Stored data entries
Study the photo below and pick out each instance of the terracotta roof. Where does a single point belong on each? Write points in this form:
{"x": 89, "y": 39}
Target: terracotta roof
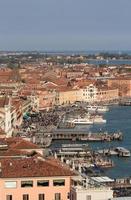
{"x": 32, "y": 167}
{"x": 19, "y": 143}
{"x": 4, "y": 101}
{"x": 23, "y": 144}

### What to work on
The pictures stay out; copy the rest of the data word for word.

### Exercise response
Study the photo below and pick out each instance of the terracotta roof. Where does a single point belong on each? Write points in this form:
{"x": 89, "y": 39}
Target: terracotta roof
{"x": 32, "y": 167}
{"x": 19, "y": 143}
{"x": 4, "y": 101}
{"x": 23, "y": 144}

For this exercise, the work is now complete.